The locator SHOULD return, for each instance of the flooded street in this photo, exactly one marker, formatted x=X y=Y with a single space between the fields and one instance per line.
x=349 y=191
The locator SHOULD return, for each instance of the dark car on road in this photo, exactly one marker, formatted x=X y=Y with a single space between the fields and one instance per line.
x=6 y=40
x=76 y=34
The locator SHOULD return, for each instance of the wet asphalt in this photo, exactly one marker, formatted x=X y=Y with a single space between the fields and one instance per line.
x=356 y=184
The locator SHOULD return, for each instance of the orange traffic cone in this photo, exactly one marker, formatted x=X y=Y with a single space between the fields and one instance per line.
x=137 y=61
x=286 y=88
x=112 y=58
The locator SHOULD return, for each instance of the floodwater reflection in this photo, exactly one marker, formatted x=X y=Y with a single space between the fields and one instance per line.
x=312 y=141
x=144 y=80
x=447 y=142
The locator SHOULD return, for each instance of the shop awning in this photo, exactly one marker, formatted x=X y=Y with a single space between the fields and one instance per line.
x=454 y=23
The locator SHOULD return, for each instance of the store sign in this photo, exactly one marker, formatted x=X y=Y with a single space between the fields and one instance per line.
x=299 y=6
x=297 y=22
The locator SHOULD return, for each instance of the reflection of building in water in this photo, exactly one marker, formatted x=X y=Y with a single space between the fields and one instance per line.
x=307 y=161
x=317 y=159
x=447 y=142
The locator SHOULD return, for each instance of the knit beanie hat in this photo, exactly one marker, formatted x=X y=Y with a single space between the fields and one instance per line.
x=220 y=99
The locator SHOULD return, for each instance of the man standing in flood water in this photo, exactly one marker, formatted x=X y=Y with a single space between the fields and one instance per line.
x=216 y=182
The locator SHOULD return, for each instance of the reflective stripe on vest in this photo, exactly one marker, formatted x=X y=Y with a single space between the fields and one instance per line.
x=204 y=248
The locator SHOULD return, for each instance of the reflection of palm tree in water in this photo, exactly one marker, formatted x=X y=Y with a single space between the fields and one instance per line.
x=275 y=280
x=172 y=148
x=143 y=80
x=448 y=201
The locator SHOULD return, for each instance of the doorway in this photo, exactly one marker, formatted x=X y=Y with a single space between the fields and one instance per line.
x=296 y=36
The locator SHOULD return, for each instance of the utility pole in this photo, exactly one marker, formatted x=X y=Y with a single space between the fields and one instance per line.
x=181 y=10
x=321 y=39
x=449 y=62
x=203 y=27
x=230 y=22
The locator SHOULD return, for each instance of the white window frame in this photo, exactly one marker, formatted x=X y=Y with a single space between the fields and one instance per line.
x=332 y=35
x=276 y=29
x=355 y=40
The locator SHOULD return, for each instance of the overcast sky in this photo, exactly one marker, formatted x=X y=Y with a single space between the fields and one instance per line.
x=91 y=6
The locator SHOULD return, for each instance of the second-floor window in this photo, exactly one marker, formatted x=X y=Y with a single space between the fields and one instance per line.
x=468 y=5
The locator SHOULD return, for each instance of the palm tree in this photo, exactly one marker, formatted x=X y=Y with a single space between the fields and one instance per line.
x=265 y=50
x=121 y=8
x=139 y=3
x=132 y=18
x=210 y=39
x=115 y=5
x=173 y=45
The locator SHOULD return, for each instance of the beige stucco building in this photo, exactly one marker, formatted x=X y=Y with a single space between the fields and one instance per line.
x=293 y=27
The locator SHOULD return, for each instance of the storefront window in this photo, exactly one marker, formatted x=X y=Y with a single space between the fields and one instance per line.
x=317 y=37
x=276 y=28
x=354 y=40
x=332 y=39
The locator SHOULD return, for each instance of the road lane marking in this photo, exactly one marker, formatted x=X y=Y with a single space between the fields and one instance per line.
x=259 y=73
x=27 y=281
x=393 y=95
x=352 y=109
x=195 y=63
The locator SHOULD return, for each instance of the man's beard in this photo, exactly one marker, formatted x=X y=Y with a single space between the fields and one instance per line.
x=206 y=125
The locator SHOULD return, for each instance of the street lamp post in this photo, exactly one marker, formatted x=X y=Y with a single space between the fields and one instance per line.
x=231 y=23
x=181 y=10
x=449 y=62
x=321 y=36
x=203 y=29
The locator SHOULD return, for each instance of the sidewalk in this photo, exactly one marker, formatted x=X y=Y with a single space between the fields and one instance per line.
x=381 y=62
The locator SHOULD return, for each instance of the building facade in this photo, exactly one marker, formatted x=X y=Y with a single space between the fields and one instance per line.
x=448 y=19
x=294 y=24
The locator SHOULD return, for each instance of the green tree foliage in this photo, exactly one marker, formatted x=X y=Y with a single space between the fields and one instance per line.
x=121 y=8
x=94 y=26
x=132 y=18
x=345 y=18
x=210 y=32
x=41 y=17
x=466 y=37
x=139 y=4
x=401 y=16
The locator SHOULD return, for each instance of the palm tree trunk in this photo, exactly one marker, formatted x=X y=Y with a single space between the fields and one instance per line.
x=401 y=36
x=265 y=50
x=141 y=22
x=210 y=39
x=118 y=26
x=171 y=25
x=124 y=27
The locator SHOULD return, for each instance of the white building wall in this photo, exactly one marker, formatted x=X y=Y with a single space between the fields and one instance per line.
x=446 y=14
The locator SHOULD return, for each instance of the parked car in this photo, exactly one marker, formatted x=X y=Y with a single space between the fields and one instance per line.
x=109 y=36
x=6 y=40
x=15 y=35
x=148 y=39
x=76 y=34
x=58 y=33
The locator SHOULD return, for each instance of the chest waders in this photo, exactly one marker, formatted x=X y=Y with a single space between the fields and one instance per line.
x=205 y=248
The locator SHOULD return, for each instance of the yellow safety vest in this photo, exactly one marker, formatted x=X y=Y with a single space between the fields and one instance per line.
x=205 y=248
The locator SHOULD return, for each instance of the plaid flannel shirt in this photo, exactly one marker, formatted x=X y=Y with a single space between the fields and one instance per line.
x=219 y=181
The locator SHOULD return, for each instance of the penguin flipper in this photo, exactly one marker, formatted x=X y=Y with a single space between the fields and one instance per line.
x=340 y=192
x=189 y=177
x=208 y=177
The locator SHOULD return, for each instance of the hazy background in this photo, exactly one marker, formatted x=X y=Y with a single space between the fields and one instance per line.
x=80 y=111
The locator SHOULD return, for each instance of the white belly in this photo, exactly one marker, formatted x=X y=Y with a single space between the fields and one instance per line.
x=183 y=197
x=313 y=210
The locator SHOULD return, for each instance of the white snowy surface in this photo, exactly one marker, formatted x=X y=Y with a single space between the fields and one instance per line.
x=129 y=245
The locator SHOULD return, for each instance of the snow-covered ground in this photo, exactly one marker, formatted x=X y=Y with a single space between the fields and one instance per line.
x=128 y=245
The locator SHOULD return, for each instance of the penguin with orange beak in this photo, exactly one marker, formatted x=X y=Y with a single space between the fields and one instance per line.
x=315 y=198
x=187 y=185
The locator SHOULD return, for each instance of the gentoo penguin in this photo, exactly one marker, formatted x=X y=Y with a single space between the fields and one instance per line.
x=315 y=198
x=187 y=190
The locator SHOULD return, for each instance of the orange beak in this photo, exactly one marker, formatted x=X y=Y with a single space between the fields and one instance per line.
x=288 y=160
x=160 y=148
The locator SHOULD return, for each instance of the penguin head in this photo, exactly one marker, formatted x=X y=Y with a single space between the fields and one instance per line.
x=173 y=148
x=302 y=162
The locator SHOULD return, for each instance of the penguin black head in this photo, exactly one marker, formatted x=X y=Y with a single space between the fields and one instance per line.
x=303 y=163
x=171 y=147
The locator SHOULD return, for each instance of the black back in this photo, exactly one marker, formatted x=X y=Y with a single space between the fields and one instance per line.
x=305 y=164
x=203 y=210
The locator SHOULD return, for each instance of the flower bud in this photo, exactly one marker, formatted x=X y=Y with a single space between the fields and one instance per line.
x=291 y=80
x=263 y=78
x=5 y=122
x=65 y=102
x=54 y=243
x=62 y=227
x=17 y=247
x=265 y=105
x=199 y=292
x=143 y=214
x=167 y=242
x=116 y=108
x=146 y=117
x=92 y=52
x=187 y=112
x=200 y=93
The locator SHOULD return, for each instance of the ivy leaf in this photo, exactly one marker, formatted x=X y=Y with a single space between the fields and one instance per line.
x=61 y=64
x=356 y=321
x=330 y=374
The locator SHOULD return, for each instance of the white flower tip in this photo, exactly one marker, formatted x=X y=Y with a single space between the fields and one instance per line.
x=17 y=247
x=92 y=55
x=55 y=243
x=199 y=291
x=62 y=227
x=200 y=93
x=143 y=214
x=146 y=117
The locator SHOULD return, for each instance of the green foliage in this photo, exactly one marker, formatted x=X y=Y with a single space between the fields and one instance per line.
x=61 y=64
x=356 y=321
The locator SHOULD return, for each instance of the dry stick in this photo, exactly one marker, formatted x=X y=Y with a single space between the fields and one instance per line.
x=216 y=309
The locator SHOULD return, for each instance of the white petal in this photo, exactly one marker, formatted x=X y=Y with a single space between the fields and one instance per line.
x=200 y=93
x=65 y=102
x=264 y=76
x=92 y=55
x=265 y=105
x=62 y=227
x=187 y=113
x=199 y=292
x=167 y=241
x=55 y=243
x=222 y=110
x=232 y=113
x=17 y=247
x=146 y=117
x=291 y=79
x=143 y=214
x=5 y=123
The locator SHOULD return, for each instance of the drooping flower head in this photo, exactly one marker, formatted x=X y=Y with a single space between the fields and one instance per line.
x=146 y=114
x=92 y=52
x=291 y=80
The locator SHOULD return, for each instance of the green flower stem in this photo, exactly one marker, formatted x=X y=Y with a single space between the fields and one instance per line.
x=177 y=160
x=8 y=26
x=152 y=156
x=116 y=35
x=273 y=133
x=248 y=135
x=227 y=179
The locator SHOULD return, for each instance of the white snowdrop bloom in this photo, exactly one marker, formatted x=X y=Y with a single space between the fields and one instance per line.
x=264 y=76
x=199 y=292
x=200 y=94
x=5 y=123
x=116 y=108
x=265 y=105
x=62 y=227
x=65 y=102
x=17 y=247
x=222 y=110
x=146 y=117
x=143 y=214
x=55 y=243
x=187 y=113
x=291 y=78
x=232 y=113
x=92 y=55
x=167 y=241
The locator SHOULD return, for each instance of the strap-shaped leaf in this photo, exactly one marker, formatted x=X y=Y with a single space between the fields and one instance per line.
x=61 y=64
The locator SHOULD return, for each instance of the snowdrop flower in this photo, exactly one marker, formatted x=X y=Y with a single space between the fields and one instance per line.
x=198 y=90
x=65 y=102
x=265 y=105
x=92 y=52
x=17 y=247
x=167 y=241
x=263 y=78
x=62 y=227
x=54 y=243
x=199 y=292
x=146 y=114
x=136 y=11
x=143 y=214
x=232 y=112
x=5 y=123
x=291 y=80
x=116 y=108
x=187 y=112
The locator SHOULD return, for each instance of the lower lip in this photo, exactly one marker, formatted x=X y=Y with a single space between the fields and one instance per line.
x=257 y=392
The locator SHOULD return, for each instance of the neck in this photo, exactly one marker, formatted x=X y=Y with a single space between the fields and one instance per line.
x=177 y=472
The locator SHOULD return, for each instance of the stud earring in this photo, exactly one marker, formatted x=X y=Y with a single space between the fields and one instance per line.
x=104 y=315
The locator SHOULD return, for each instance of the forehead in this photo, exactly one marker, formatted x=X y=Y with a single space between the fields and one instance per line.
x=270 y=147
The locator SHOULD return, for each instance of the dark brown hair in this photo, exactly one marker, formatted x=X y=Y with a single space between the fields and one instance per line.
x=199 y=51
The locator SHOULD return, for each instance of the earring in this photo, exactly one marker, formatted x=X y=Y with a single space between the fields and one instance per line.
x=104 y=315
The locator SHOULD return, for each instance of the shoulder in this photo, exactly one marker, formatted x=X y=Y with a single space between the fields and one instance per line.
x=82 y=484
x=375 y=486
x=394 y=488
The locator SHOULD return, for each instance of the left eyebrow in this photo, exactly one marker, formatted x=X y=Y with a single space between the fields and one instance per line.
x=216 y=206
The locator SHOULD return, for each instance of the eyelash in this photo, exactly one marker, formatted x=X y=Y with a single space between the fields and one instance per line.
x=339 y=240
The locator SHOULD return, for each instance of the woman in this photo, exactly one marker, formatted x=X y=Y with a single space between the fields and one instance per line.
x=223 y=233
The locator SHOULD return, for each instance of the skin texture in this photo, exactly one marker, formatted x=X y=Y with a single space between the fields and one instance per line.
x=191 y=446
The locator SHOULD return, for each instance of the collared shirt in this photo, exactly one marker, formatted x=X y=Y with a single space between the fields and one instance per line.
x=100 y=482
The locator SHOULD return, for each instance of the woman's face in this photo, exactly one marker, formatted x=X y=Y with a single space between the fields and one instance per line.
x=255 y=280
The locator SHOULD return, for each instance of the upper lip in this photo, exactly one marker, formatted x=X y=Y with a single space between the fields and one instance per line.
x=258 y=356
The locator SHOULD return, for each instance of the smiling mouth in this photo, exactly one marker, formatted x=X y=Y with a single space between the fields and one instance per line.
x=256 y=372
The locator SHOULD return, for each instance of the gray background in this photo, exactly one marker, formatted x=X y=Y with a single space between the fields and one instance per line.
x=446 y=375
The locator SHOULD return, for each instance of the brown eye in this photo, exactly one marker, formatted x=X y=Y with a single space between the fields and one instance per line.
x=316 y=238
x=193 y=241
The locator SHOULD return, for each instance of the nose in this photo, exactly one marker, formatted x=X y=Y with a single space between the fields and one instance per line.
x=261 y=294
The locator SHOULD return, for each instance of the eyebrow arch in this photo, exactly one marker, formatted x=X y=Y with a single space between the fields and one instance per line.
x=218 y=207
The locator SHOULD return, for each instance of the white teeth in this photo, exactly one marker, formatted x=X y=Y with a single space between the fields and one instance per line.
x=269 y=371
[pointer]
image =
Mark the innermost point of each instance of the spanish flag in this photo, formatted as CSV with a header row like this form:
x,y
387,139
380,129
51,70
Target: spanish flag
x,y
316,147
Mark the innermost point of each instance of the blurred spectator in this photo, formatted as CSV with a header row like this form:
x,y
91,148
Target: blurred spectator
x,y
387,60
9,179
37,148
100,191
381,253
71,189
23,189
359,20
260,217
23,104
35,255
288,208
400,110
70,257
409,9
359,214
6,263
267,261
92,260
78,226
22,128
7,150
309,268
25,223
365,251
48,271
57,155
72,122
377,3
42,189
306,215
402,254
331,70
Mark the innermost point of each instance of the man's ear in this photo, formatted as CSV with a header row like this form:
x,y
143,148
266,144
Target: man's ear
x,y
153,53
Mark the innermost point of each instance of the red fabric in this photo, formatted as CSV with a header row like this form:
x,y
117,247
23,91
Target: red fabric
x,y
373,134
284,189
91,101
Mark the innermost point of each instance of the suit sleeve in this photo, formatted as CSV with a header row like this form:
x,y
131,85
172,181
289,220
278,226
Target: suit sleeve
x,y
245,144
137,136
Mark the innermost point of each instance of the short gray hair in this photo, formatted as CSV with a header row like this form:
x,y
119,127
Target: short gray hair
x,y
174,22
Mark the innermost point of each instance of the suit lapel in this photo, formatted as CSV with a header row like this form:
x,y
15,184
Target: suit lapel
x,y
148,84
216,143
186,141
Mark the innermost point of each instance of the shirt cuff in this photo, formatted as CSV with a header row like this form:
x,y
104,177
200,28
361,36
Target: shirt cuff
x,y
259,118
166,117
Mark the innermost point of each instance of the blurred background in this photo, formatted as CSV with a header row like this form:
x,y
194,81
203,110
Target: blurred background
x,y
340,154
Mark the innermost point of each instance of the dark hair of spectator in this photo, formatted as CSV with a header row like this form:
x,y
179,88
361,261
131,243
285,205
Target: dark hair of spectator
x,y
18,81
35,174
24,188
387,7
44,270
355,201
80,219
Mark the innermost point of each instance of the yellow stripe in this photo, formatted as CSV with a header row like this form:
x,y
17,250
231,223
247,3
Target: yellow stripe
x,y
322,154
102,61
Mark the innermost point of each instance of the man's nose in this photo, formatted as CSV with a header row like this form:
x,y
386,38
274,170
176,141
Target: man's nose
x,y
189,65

What this task involves:
In the listing above, find every line with the word "header" and copy it.

Solution to the problem:
Mark the innermost point of each instance of the spanish flag in this photo, formatted as CSV with a header row like this form:
Mark the innermost point of each instance of the blurred spectator in this photo, formatted as CSV with a header row like this form:
Mark the innermost point of each instance of the man's ear in this photo, formatted as CSV with a header row like this form:
Mark the innermost point of each instance of the red fabric in this photo, formatted as CSV with a header row like this form:
Mark the innermost point of each instance of the suit sleeve in this photo, formatted as CSV with a header row like this form:
Mark the innermost point of each instance of the short gray hair in this photo, formatted as CSV with a header row like this form:
Mark the innermost point of each instance of the suit lapel in this photo, formatted as CSV with a header row like this form:
Mark the innermost point of each instance of the shirt cuff in this photo, formatted as CSV with a header row like this form:
Mark the innermost point of each instance of the blurred background in this photo, formatted as CSV with a header row like this form:
Mark the innermost point of each instance of the dark hair of spectator in this photo, formatted as CSV with a header row like this form:
Mark the innermost point of each instance of the yellow stripe in this photo, formatted as CSV with a header row like this form:
Mark the innermost point of each instance of the man's nose in this photo, formatted as CSV with a header row like this form:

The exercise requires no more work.